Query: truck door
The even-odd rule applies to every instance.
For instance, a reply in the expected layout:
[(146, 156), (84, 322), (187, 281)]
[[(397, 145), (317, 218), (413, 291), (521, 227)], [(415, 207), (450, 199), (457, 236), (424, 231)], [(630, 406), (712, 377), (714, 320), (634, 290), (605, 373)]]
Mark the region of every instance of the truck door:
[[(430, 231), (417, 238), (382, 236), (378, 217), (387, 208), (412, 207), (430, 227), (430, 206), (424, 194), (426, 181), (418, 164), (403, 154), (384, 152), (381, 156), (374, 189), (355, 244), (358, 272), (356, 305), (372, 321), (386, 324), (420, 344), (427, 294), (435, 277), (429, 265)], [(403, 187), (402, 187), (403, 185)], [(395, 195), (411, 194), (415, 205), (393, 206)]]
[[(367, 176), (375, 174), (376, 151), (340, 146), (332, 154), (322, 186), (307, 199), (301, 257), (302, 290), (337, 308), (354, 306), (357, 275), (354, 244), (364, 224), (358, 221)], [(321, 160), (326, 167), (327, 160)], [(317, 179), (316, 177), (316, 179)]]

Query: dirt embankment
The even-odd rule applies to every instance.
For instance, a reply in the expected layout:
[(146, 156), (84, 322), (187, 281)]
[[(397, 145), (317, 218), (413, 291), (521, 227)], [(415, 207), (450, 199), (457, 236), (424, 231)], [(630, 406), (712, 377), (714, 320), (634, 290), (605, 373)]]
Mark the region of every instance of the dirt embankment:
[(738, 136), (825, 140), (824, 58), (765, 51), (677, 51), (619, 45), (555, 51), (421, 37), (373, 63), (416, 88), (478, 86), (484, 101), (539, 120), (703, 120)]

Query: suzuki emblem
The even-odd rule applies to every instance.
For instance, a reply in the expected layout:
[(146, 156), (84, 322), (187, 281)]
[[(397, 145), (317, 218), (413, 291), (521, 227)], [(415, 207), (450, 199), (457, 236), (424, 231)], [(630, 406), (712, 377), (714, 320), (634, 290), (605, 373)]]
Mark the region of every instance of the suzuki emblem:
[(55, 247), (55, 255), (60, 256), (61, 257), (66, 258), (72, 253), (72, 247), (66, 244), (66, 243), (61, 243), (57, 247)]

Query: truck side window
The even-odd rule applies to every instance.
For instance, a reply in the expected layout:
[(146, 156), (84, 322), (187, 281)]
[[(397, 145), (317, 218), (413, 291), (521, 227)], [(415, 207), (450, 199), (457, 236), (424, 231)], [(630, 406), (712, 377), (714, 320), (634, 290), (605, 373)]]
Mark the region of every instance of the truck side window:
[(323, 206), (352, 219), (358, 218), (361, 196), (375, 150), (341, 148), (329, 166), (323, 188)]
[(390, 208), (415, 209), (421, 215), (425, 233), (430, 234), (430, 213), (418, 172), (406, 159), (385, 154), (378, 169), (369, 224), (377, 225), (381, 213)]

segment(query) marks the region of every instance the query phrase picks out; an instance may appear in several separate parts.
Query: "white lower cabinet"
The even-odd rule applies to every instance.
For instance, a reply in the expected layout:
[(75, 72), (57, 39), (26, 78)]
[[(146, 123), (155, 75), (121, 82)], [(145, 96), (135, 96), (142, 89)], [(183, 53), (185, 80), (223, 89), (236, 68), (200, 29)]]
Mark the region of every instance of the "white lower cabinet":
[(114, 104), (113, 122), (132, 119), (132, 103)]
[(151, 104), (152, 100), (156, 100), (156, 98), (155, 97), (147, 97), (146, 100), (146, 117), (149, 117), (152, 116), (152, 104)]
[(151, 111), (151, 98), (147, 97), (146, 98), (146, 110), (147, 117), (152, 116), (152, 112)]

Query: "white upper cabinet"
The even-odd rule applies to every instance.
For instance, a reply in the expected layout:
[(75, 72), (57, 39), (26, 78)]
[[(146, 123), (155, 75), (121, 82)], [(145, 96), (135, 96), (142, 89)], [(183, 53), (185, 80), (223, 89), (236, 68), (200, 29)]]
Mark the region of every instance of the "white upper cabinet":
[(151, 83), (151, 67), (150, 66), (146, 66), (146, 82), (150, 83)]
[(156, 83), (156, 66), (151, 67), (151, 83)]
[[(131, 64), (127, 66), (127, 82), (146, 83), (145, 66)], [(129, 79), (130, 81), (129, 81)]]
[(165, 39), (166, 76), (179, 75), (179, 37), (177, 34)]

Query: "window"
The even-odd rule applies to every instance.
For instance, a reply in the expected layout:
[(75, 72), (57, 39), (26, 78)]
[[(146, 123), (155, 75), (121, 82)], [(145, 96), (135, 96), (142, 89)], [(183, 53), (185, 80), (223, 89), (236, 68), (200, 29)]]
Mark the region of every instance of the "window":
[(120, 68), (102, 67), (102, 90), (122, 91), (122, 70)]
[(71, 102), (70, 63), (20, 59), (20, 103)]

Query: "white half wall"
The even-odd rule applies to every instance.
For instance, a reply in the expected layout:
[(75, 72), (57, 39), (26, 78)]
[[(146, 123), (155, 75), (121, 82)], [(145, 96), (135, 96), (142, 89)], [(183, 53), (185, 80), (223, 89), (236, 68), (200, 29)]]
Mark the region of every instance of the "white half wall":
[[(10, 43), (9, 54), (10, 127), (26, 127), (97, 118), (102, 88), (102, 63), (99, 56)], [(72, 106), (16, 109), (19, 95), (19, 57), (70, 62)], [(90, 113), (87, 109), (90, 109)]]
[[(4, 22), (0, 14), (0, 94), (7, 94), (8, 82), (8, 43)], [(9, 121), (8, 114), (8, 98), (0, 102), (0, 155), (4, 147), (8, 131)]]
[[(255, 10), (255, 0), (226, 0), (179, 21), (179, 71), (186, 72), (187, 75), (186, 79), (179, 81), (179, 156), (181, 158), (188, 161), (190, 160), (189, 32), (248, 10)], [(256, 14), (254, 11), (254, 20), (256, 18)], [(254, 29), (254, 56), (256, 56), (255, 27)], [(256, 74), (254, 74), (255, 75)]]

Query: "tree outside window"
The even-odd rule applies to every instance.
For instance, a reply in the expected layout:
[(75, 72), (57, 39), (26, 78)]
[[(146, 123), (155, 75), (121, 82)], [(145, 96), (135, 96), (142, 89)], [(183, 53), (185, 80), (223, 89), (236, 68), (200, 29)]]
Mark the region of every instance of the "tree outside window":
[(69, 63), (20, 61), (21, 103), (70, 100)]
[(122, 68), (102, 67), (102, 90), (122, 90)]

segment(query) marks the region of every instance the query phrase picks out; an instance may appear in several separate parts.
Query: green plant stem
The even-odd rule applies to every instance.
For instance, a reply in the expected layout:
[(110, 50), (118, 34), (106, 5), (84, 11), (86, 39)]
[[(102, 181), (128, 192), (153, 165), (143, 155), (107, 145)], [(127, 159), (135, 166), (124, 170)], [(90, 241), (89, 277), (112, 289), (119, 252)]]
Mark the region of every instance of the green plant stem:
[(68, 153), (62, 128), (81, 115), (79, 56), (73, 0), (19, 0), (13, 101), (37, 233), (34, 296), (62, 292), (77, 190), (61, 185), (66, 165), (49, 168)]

--

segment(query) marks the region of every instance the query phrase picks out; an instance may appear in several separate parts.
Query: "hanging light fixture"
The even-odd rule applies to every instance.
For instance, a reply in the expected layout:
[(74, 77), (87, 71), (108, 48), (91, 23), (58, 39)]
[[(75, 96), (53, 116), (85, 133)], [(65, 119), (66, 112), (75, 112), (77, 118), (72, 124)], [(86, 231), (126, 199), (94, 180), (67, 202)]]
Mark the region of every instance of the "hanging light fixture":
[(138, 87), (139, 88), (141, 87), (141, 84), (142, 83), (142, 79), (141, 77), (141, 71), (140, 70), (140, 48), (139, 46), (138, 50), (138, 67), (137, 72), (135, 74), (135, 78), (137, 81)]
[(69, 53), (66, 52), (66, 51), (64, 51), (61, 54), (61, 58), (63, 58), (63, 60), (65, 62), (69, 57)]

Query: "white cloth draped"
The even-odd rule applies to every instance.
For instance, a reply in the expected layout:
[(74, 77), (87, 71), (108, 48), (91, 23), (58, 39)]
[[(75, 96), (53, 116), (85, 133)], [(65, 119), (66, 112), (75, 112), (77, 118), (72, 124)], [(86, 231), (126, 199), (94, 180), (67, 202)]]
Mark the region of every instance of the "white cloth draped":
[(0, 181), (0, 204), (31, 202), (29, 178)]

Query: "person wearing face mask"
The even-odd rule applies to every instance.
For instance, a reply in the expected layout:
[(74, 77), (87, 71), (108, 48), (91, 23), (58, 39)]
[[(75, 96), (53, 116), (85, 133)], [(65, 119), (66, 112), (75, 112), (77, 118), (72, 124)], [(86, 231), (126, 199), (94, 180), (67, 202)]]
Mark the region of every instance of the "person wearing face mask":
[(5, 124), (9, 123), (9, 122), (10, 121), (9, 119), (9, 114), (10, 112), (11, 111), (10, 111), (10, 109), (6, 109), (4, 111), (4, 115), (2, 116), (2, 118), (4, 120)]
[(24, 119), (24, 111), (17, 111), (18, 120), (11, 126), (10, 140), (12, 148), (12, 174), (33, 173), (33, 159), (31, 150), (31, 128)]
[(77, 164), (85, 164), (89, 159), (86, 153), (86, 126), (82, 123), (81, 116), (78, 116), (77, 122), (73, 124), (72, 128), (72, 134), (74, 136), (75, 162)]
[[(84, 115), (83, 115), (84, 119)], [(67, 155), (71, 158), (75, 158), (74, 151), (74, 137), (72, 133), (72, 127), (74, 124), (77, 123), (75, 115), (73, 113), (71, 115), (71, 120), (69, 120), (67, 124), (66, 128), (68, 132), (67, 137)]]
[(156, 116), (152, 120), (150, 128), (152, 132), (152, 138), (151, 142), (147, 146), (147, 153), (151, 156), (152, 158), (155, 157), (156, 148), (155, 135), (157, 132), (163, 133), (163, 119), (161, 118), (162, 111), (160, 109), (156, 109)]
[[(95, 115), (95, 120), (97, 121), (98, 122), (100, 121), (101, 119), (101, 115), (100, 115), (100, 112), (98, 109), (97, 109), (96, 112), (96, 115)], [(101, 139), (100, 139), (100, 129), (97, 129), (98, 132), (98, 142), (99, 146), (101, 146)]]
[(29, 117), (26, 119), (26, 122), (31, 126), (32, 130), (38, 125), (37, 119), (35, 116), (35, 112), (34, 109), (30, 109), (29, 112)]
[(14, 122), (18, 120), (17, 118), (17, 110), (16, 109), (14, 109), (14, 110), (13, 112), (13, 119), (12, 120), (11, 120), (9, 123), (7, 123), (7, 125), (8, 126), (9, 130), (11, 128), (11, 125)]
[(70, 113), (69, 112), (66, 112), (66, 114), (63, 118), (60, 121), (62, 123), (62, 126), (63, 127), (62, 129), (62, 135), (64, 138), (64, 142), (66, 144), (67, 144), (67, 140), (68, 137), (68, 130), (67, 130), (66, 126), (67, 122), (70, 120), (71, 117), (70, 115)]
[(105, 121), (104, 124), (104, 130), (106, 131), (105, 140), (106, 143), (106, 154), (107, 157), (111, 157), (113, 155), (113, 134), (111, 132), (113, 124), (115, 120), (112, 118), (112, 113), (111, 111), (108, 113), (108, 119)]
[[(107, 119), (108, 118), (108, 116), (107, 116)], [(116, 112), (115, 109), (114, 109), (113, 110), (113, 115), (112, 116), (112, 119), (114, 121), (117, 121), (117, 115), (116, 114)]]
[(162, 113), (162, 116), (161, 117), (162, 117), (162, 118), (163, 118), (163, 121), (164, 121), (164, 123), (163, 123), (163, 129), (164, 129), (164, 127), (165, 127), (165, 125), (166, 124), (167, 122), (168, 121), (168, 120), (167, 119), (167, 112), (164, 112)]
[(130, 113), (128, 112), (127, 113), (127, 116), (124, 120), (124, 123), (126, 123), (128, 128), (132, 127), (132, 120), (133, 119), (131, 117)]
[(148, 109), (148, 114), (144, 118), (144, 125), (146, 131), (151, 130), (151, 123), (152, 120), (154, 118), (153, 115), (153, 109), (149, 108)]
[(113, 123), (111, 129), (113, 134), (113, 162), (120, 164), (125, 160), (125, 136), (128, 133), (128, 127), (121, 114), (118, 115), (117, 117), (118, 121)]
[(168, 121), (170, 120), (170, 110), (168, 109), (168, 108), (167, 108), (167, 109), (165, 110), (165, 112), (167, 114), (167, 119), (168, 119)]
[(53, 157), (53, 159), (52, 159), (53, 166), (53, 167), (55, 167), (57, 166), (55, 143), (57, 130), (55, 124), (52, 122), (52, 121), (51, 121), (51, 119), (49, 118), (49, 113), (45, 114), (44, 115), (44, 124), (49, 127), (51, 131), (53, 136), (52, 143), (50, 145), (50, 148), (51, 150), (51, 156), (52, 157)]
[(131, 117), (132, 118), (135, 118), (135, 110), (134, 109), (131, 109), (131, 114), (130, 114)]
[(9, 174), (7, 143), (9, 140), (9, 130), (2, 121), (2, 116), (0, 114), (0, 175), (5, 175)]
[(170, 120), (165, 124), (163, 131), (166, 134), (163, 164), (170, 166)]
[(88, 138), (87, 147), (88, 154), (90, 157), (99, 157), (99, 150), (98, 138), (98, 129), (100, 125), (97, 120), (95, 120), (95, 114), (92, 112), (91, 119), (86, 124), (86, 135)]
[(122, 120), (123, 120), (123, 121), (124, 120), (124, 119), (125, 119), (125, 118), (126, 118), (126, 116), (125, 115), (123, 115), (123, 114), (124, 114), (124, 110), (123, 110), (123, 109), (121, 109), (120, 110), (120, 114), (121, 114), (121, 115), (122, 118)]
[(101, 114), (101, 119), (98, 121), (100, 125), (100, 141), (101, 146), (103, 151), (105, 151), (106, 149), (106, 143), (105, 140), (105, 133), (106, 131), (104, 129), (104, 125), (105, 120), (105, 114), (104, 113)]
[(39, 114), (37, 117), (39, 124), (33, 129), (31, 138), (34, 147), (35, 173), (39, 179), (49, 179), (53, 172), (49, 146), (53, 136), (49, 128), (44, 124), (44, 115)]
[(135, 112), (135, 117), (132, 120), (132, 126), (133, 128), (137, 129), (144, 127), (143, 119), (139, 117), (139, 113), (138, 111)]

§ **THE EXERCISE**: Starting at the line that has "Query: truck door" and stopping after the line that has "205), (393, 206)]]", write those lines out again with "truck door" changed to "van door" and nothing else altered.

§ **OUTPUT OF THE TASK**:
Query: van door
The even-odd rule applies to every instance.
For instance, a reply in the expected layout:
[(146, 156), (84, 322), (187, 281)]
[[(397, 145), (317, 218), (413, 291), (521, 227)], [(415, 207), (450, 199), (457, 236), (424, 231)], [(630, 406), (712, 377), (714, 320), (634, 290), (605, 373)]]
Mark the region of every instance of the van door:
[[(430, 231), (417, 238), (382, 236), (378, 217), (387, 208), (412, 207), (430, 227), (430, 206), (424, 194), (426, 181), (418, 164), (403, 154), (384, 152), (381, 156), (374, 189), (355, 244), (358, 272), (356, 305), (372, 321), (386, 324), (420, 344), (427, 294), (435, 277), (429, 265)], [(403, 187), (402, 187), (403, 185)], [(395, 195), (411, 194), (415, 205), (393, 206)]]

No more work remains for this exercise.